── Excerpted records

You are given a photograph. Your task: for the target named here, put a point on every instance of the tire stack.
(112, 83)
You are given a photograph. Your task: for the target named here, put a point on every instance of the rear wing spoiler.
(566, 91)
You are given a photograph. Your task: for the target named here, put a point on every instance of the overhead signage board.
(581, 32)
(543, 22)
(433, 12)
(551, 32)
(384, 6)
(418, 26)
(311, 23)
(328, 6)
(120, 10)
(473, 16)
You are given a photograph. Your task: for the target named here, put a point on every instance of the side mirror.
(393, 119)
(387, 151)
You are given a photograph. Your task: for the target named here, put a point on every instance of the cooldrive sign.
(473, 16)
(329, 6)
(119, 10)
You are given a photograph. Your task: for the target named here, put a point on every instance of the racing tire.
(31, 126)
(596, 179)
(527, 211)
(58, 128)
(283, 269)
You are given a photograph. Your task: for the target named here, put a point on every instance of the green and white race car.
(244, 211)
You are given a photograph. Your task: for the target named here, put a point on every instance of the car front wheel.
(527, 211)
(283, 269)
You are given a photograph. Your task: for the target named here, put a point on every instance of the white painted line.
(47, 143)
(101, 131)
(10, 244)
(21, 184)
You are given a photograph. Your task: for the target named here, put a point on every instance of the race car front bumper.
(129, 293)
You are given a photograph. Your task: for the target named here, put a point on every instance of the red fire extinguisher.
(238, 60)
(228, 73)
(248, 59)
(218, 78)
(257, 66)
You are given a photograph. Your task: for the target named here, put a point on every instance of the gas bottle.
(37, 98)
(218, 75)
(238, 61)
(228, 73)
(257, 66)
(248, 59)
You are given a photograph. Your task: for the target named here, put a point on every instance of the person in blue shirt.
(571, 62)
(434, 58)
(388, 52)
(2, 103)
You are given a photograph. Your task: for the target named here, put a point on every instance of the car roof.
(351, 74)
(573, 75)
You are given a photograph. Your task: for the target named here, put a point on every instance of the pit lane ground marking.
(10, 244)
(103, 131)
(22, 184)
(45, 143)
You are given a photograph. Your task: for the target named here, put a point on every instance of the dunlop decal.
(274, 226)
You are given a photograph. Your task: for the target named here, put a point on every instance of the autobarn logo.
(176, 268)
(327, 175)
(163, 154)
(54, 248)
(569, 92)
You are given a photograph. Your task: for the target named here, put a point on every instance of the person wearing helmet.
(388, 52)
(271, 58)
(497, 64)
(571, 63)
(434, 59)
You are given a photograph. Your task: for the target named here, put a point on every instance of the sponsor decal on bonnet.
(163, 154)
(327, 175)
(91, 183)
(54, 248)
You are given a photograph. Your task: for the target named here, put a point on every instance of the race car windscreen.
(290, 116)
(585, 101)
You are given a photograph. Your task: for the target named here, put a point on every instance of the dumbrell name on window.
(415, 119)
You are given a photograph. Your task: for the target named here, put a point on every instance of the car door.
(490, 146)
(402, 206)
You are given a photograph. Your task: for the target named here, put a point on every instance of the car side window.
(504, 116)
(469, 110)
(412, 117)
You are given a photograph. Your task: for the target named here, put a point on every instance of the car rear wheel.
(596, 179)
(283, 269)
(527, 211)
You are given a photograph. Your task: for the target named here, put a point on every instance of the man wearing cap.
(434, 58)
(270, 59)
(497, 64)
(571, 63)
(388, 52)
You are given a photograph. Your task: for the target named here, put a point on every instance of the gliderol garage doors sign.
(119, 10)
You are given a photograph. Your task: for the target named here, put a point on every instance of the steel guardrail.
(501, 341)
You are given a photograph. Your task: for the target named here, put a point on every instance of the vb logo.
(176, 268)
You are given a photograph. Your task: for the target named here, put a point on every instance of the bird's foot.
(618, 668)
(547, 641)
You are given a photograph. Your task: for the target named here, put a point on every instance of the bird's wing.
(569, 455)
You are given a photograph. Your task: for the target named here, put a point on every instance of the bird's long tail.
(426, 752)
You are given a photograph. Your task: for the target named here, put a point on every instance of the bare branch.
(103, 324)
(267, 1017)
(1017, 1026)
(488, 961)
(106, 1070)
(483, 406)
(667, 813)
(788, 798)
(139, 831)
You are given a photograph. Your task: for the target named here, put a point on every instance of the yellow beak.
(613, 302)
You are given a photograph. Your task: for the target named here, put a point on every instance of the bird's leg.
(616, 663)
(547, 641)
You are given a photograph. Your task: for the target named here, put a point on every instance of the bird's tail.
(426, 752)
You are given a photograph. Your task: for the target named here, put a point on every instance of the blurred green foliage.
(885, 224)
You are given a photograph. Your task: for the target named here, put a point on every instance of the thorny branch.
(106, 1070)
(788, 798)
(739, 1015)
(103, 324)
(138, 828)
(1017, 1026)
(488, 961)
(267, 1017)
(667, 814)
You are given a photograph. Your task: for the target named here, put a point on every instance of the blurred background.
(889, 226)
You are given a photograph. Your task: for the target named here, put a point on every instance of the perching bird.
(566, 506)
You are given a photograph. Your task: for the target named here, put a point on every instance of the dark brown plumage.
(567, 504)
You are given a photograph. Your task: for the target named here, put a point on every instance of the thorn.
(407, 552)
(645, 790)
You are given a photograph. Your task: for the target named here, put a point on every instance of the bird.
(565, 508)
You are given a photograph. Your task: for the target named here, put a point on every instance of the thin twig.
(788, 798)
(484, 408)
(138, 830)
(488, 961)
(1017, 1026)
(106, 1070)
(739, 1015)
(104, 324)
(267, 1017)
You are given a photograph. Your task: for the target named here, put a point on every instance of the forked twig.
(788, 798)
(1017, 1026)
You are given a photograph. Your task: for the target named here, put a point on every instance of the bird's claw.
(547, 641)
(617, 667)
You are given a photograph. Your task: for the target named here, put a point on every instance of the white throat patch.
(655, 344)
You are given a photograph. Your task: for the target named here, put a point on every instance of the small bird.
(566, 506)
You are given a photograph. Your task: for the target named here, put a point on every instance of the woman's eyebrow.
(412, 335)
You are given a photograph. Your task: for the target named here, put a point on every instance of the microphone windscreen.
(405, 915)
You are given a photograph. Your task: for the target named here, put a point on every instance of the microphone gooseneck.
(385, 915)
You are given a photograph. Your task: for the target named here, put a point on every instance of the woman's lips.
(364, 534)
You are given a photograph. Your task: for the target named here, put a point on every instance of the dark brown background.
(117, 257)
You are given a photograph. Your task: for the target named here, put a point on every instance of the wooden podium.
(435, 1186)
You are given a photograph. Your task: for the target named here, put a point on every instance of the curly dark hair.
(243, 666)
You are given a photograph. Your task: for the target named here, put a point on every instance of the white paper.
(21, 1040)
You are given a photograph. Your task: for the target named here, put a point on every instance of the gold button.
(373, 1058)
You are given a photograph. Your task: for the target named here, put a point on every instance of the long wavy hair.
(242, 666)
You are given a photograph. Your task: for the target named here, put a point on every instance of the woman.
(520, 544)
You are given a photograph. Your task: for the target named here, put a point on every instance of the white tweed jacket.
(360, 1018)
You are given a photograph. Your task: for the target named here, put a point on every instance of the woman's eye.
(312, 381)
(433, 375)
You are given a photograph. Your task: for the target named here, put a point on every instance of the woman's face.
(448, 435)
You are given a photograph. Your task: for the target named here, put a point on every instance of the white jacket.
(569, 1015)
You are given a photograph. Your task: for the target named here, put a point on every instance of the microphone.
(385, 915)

────

*Goal of the exercise:* Starting with the line that contains "long wavy hair." and going on through the last of the lines, write each line again, keeping the lines without coordinates unchanged. Shift every coordinate in the answers by adding 150 to it.

*Result of this task:*
You are given a photograph. Your task: for the target named here, put a point on every instance of the long wavy hair.
(392, 816)
You are given a photograph. Your task: for the target named here, put a point on every instance of the woman.
(670, 694)
You are given a photograph. Your task: for the target named here, put a point on every instance of the white tweed jacket.
(510, 1168)
You are given a photograph. Your task: for the target named here, put a point on every instance of the woman's eye.
(462, 531)
(583, 525)
You are given a photograph. Your task: for the target named here, put a point on every instance of the woman's face.
(598, 585)
You are given a photograph. Your task: for the target named here, put a point on every instance of the white jacket.
(719, 1165)
You are given a photograph. Your task: for the target named here, put a point on every instance of the microphone.
(535, 1065)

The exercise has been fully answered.